**TEXT PASSAGE**

================================

TikTok bans Tommy Robinson over hate speech violations
In a statement published by Islamophobia watchdog Tell MAMA, the company said both accounts "had been subject to an ongoing investigation due to the nature of some of the content posted".
The content published by the accounts promoted "hateful ideology" on multiple occasions, violating the app's regulations, according to the statement.
A TikTok spokesperson said: "Keeping people on TikTok safe is a top priority and our Terms of Service and Community Guidelines clearly outline what is not acceptable on our platform."
"Content that seeks to promote hateful ideology has no place on TikTok and the accounts belonging to both Tommy Robinson and Britain First have been permanently removed for multiple violations of our Terms of Service and Community Guidelines," the statement added.
"We're continuously enhancing our efforts to ensure that individuals and organisations seeking to promote any form of hateful ideology cannot establish a sustainable presence on TikTok."
A recent investigation by Aljazeera had exposed the two accounts' activity on the app, and pressure had been building for TikTok to take action.

================================

**Rows from a data collection**

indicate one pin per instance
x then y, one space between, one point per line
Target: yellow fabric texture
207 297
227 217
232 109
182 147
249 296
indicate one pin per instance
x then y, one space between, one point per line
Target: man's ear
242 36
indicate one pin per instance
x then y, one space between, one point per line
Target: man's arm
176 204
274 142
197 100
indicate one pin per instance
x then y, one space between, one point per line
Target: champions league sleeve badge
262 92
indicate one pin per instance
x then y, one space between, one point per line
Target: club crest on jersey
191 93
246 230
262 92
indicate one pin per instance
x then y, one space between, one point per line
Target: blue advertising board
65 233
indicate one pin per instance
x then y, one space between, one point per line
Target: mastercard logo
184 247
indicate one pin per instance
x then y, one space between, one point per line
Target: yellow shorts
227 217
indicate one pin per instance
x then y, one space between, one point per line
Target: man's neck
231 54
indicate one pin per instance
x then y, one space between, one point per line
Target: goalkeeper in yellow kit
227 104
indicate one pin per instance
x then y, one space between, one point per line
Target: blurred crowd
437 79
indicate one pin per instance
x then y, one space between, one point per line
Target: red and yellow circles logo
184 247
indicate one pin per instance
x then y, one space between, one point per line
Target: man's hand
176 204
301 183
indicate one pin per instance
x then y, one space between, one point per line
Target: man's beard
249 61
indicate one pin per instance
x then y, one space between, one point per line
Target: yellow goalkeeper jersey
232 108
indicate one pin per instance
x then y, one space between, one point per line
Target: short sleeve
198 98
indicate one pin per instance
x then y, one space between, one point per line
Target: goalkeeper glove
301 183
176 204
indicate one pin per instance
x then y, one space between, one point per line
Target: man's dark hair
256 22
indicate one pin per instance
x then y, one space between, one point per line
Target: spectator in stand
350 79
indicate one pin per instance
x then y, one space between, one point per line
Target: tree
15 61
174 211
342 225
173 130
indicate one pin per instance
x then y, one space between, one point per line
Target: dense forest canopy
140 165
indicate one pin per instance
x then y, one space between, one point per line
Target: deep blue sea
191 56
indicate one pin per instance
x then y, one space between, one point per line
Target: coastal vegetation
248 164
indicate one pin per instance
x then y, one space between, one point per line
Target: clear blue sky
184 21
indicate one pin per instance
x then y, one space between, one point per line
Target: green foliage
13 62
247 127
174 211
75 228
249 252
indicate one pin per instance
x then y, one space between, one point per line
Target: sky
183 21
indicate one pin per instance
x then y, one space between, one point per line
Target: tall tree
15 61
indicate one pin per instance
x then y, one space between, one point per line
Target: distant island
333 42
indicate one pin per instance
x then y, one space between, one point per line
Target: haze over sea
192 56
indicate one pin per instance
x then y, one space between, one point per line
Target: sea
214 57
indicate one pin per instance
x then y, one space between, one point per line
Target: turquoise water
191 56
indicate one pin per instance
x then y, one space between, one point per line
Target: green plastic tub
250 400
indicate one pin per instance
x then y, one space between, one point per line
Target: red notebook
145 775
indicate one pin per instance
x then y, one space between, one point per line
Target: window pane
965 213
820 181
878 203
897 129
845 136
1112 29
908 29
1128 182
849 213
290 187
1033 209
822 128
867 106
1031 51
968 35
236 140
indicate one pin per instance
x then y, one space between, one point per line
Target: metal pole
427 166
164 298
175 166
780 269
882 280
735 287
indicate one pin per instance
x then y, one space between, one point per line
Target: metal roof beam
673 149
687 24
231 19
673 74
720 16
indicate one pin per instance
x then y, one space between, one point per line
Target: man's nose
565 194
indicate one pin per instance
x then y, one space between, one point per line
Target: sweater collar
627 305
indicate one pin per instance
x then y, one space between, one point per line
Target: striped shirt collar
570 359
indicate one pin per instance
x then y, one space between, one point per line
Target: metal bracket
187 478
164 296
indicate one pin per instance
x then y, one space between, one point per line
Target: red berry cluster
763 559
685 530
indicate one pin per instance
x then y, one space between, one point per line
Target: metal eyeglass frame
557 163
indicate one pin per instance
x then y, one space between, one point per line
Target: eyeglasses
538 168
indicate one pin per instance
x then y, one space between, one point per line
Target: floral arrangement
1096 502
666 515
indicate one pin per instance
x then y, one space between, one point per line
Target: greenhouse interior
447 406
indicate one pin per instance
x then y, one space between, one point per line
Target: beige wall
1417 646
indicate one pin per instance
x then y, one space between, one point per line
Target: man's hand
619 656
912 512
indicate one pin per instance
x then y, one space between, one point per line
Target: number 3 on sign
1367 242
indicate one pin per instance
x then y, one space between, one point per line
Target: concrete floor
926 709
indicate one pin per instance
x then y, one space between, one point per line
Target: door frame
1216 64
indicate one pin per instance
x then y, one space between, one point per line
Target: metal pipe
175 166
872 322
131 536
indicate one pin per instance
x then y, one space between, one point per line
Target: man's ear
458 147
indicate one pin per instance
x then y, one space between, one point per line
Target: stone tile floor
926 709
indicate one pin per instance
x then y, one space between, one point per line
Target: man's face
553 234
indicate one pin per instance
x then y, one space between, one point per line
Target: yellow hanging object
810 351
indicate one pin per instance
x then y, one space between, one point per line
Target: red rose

================================

**EXERCISE GOAL**
Continue the news piece above about TikTok banning Tommy Robinson, picking up right after its final sentence.

**EXPECTED ANSWER**
The investigation highlighted a video by Britain First in which the group's leader Paul Golding telling two Black men in Calais: "We don't want any more migrants coming to our country... don't come to England, we're full up, we're a small country. We want to look after our own people. With all these migrants coming to our country, you're making it difficult."
Yaxley-Lennon and Britain First appeared to have turned to TikTok after being barred from all other major social media platforms, including Instagram, Facebook, Twitter, and Snapchat.
According to the Aljazeera investigation, his account was set up in March and had already garnered almost 22,000 followers. His bio read: "Banned from all western social media, lets give the Chinese a go".
In one of his posts, Yaxley-Lennon shared a clip from an ITV interview in which he holds up the Quran, saying: "This book is the reason we are in such a mess."
Tell MAMA said it "welcomes" the ban.
"All social media platforms have a duty to protect its users from hate speech, and ban those who breach its policies," it said in a statement.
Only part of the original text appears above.